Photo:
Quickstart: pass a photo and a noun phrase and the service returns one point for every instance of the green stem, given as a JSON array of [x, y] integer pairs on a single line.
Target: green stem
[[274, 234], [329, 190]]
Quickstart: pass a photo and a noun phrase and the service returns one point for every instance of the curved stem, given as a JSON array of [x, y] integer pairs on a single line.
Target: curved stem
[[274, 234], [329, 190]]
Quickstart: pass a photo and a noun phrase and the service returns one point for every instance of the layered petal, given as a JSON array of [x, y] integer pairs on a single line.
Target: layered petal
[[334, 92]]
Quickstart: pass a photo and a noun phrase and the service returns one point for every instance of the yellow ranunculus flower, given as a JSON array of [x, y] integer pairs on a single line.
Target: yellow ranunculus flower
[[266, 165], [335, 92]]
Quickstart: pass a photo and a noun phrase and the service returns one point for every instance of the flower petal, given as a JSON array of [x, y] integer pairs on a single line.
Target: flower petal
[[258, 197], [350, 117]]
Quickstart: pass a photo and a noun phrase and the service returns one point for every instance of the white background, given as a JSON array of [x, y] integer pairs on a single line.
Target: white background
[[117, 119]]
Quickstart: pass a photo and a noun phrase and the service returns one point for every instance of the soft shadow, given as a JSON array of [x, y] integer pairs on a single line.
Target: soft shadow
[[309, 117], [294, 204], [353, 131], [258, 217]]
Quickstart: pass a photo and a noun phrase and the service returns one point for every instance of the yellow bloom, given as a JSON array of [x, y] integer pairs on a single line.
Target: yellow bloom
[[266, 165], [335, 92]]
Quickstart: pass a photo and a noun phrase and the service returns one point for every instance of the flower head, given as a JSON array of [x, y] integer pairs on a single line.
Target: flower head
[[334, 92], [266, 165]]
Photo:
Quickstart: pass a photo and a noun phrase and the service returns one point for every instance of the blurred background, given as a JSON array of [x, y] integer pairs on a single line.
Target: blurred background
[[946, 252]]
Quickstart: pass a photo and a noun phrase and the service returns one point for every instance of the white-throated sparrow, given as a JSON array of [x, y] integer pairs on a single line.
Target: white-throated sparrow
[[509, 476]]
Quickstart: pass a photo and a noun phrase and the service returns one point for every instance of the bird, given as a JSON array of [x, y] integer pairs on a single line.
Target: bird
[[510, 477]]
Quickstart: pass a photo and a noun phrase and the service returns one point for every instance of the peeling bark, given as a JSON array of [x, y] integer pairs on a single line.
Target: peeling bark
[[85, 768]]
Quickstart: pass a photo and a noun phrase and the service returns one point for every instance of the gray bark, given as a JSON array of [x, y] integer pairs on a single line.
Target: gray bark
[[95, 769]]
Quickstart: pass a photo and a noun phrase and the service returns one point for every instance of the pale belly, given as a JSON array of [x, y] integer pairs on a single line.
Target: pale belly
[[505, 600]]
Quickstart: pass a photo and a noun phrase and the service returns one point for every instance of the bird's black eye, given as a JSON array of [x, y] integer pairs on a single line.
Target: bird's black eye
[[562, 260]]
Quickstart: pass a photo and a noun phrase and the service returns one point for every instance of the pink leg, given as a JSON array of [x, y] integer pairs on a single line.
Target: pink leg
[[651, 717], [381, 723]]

════

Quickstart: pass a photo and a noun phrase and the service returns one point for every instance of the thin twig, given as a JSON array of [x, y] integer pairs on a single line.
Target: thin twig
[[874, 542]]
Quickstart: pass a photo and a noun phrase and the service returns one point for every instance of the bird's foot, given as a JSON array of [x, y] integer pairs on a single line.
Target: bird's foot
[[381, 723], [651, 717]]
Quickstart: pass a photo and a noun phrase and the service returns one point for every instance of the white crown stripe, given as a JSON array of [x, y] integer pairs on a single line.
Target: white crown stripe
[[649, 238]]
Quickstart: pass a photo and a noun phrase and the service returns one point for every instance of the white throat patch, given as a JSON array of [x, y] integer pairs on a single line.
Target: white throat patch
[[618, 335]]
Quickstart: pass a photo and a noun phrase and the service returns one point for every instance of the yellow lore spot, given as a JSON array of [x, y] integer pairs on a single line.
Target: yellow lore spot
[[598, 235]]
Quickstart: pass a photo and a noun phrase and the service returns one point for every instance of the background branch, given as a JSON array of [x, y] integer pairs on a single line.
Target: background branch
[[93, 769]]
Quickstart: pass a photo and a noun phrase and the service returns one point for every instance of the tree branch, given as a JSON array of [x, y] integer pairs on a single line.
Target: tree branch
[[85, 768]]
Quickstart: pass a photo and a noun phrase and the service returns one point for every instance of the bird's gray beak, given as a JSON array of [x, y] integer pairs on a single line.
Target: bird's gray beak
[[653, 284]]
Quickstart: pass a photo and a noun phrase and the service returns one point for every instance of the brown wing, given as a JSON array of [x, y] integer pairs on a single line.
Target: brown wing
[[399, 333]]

════

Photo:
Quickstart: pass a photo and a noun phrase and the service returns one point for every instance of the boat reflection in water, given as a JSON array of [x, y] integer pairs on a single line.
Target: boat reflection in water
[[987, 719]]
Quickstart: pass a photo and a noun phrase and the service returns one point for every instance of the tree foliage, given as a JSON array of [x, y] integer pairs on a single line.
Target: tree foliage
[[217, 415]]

════

● **EXERCISE DIRECTIONS**:
Write out the data from the line containing "the yellow lore" through the line containing "[[93, 769]]", inclusive, as a numbered list with blank lines left out.

● **REPLY**:
1. Quickstart: pass a photo and a noun phrase and the service returns one point for every instance of the yellow lore spot, given as a JSON array of [x, y] integer pairs on a single line.
2. Target: yellow lore spot
3. [[598, 235]]
4. Quickstart: pass a photo and a noun phrase and the service returns one point for every instance of the background branch, given as a JSON array of [x, y] integer pairs on a single line.
5. Target: background branch
6. [[93, 769]]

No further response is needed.